WORKING DATA START
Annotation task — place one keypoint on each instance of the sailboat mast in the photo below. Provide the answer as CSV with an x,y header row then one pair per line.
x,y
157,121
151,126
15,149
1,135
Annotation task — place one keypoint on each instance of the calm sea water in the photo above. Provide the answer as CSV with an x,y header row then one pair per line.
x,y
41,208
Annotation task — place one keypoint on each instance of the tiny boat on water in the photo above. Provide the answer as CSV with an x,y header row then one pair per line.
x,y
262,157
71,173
WORKING DATA END
WORKING DATA START
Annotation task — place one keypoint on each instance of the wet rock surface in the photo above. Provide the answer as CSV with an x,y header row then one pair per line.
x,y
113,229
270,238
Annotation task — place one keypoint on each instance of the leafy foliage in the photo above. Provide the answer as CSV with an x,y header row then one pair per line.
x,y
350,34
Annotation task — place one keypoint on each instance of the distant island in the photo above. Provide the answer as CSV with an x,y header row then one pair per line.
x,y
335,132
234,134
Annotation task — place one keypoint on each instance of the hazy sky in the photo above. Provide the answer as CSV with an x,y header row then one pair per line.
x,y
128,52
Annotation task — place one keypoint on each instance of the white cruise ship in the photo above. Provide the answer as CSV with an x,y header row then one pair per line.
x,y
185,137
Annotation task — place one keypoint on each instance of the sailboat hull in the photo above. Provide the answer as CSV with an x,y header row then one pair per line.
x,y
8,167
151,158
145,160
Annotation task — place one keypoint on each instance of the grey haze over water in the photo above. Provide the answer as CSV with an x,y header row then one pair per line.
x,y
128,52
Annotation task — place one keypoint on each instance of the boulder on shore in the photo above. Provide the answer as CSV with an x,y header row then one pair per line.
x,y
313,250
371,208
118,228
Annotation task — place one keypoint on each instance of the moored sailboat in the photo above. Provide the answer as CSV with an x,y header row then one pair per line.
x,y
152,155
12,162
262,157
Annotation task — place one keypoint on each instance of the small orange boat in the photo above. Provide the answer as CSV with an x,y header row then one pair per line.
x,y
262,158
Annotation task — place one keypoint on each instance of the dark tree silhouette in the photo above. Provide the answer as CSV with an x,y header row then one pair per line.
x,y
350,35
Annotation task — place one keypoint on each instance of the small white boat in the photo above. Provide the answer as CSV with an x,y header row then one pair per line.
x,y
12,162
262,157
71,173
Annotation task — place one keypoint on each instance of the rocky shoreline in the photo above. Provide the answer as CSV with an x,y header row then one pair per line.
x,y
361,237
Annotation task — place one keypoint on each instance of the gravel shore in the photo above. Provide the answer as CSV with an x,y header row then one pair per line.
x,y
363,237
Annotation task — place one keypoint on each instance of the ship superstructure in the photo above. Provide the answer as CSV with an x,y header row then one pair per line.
WORKING DATA END
**WHAT IS BEING ASKED**:
Please give back exactly the lines of this listing beginning at the line with "of the rocky" and ending with the line with "of the ship", both included, and nothing else.

**ANSWER TO THE PROBLEM**:
Annotation task — place one keypoint on each instance of the rocky shoreline in the photo above. Provide the answer as CSV with an x,y header row then one pair per line.
x,y
361,237
Annotation task — place one keypoint on each instance of the gravel shore in the photo above. Provide the answer as CSV with an x,y header row then one pair per line.
x,y
363,237
Annotation task — place one keypoint on each instance of the ship superstructure in the photo above. Provide the answer as CSV with an x,y header row then one pair per line.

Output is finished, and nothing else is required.